> _Exercise requirements_
Starting at the line containing "car body panel." and ending at the line containing "[238,52,499,391]", copy out every line of the records below, requests included. Add -115 to each bounding-box coordinate in the answers.

#### Provided data ####

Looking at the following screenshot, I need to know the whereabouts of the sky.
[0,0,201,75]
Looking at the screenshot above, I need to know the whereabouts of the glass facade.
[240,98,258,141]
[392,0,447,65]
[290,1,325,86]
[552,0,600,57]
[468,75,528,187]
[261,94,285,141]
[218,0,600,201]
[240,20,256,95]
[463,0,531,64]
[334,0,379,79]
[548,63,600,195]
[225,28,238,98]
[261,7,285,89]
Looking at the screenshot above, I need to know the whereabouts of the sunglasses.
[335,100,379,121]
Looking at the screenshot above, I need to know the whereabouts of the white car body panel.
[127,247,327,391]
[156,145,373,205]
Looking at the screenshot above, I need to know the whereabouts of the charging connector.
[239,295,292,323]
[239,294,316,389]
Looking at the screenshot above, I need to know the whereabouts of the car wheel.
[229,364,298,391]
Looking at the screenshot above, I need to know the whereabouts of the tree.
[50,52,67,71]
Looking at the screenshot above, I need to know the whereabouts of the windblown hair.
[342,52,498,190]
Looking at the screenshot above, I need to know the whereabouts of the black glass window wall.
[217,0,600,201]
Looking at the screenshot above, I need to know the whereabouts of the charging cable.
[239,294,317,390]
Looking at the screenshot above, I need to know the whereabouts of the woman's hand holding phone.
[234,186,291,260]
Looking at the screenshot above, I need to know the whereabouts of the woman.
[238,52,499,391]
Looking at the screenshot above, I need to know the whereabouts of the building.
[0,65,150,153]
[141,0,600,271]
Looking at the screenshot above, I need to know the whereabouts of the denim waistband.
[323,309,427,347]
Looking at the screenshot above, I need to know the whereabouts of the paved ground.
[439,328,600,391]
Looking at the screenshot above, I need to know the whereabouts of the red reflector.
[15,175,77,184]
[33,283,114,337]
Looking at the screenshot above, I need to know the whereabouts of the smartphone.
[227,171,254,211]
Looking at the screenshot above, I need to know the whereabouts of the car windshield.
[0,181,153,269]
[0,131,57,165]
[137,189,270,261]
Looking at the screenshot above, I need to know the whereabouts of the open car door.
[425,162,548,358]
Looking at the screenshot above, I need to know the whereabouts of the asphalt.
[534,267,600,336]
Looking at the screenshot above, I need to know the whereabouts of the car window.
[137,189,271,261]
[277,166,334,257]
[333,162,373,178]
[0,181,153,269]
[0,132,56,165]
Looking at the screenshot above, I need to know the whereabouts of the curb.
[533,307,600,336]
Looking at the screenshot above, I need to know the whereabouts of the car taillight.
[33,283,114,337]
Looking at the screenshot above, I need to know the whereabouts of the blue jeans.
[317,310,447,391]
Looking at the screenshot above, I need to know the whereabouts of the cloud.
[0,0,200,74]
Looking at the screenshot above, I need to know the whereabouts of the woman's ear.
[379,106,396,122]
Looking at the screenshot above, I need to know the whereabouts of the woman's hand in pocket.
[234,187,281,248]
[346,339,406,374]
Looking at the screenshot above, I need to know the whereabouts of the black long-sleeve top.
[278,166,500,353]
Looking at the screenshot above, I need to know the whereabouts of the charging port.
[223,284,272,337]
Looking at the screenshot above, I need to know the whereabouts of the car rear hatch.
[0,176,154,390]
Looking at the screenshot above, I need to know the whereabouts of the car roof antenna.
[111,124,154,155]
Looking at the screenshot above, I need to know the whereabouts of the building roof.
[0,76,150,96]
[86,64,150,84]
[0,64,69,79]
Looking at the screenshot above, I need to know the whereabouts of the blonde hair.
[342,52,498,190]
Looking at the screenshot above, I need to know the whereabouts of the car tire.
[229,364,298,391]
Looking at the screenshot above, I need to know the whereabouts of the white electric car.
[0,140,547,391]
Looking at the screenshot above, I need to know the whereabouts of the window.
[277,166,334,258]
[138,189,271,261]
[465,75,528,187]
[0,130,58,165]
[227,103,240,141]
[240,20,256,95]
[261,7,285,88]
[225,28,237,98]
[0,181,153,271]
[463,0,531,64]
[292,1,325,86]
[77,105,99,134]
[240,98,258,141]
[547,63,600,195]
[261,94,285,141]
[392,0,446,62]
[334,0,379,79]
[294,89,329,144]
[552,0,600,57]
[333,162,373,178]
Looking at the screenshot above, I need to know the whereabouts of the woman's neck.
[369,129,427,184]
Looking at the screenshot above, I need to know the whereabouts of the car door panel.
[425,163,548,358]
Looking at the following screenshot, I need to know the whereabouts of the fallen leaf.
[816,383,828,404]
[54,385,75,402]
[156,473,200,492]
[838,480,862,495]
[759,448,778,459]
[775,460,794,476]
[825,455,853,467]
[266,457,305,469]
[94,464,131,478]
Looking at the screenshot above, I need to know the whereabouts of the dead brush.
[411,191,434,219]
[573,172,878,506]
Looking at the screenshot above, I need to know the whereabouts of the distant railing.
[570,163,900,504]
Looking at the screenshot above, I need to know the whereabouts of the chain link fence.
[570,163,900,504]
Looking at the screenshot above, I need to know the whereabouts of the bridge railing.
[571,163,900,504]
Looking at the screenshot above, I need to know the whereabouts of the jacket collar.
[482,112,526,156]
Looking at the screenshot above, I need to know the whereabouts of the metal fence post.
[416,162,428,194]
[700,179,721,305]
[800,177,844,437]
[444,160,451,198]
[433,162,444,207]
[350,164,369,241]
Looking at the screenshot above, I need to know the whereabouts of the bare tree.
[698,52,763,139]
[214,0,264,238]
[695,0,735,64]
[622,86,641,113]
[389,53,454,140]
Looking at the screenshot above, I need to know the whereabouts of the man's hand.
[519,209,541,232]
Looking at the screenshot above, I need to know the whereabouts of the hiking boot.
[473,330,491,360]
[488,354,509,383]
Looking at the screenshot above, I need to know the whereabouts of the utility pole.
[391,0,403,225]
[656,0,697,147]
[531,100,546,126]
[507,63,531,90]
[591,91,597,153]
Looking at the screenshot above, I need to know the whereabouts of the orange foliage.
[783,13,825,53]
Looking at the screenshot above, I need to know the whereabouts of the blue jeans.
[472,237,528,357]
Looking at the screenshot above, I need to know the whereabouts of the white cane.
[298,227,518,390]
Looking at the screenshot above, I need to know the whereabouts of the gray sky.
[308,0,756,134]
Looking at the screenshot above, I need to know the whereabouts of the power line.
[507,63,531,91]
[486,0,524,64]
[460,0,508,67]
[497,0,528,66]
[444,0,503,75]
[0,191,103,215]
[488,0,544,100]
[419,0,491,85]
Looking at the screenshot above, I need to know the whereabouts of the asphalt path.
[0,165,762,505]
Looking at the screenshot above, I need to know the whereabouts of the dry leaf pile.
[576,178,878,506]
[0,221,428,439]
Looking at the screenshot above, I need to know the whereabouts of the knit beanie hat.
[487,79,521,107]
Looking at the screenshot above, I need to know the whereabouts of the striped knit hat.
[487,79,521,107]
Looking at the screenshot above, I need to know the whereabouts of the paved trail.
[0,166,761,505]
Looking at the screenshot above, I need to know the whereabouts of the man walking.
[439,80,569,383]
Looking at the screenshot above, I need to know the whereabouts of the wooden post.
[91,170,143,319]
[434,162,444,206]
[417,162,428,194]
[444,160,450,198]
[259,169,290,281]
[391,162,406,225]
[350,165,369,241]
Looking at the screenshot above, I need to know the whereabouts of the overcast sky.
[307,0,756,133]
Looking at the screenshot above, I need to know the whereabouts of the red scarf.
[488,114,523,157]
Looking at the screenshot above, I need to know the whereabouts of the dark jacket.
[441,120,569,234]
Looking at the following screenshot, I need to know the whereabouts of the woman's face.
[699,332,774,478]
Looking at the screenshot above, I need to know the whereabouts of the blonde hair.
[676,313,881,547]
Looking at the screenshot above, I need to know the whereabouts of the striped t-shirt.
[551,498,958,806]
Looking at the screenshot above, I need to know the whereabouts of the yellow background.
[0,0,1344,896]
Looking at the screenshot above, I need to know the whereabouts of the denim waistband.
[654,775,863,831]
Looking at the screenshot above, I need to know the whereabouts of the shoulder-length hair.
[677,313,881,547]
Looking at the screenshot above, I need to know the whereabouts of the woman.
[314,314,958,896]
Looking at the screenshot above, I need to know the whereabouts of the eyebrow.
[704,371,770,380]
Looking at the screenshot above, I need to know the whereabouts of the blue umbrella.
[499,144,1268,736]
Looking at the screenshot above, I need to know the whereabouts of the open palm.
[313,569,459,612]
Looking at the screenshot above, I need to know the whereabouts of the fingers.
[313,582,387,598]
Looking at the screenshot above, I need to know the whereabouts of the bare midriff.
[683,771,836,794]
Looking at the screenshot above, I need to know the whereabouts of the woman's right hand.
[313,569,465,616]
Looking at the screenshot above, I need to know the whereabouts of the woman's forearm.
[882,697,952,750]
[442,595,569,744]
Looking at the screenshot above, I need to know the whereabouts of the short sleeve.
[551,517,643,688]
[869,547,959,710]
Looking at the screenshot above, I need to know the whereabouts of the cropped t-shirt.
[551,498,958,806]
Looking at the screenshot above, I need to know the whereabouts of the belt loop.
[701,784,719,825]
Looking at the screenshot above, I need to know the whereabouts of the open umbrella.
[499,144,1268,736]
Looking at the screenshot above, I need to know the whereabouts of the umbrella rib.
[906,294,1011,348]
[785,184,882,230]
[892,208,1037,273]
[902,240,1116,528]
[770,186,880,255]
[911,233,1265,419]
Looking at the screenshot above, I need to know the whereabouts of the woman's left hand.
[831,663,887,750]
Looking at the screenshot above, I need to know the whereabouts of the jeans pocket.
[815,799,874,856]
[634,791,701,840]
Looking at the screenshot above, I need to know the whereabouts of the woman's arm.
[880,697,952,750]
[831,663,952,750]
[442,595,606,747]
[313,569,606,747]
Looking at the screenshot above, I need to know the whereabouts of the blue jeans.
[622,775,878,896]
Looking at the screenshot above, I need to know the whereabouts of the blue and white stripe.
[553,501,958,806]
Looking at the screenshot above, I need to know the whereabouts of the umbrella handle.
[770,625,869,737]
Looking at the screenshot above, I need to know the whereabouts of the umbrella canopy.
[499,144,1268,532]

####

> _Task answer_
Looking at the screenshot above, I need to know the whereabouts of the white car body panel.
[12,132,212,276]
[41,30,258,90]
Looking at the screenshot above, I need to know the whereabouts of the charging connector.
[124,180,177,208]
[124,179,201,274]
Looking at the screenshot above, I need to know the whereabouts of the car wheel.
[114,249,183,276]
Looking at the screenshot above, I need to know the whereabouts of the tree.
[-65,-63,-48,-44]
Looking at the screenshot above, I need to know the whereabouts of the windblown hair.
[227,-63,383,75]
Looking at the screenshot above, I need to know the whereabouts of the black glass window wall.
[102,-115,485,86]
Looking at the screenshot above, I need to know the whereabouts of the charging cable.
[124,179,202,275]
Looking at the screenshot above, I need to know the whereabouts of the woman's hand holding phone.
[119,71,176,145]
Looking at the screenshot above, I need to know the whereabouts of the woman.
[123,-63,384,276]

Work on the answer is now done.